Work to be completed
Only the lines from the one containing "For each <instance>" through the last line of the data are to be written out, exactly and in full.

---------- Input for this task

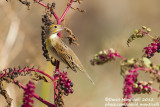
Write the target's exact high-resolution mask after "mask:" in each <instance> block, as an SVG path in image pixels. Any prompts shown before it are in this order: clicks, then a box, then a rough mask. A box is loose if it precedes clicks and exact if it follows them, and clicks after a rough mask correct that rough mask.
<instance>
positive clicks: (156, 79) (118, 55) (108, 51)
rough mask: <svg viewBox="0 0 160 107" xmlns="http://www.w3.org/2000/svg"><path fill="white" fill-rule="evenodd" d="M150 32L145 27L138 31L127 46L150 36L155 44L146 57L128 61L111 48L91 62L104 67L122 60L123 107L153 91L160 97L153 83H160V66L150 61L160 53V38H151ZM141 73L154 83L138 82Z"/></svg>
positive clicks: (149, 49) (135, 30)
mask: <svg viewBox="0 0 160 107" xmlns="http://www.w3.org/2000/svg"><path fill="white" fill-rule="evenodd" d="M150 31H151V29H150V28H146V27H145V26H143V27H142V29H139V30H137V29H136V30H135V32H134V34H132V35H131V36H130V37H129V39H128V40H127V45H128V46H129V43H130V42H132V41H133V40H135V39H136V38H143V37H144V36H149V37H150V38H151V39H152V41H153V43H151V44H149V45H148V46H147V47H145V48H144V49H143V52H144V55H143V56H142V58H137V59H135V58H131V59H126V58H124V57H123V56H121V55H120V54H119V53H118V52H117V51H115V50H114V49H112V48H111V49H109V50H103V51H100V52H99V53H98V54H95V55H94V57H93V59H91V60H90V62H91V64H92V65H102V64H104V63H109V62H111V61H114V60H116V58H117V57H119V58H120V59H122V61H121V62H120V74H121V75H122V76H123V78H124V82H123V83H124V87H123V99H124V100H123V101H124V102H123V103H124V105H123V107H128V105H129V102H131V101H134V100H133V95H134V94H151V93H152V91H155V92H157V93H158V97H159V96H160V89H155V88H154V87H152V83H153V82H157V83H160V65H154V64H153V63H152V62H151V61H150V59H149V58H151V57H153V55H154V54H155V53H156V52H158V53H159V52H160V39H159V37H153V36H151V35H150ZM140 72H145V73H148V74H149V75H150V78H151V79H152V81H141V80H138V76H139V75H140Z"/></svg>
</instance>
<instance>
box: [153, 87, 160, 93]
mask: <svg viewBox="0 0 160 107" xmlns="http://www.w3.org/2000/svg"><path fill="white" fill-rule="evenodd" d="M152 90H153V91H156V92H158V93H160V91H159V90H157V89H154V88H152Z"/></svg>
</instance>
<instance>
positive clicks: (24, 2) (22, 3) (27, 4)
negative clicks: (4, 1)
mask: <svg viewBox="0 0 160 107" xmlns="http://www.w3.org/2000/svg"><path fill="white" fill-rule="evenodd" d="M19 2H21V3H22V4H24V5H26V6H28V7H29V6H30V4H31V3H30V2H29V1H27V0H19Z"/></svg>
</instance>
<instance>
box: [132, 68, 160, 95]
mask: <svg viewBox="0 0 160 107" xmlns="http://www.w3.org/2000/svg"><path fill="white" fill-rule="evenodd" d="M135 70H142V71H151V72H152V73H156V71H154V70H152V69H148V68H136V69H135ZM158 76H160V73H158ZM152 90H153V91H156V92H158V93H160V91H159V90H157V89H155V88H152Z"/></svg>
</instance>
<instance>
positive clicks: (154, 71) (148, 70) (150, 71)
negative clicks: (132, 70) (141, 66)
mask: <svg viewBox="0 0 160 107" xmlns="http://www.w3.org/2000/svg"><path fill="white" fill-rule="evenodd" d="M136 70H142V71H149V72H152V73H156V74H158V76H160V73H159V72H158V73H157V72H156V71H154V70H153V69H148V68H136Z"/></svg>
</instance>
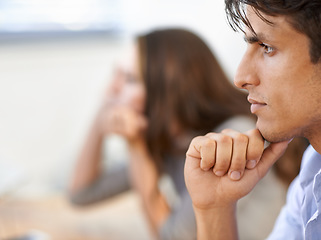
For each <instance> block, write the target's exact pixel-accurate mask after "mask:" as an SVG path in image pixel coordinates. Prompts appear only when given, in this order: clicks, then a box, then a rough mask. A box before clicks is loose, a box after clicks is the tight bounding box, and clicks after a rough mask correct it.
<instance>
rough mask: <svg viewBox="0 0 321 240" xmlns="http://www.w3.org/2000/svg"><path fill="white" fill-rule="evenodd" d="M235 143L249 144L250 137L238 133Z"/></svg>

--------------------

Problem solution
For each <instance> block, write the target's exact pixel-accurate mask after "mask:" as an SVG path in image pixel coordinates. Prompts appear only when given, in this order: clicks, then a box, then a rough mask. A box before clicks is loose, a box after clicks is the tight bounding box, and clicks after a rough mask correct it.
<instance>
rough mask: <svg viewBox="0 0 321 240" xmlns="http://www.w3.org/2000/svg"><path fill="white" fill-rule="evenodd" d="M235 143L249 144L250 137L238 133Z"/></svg>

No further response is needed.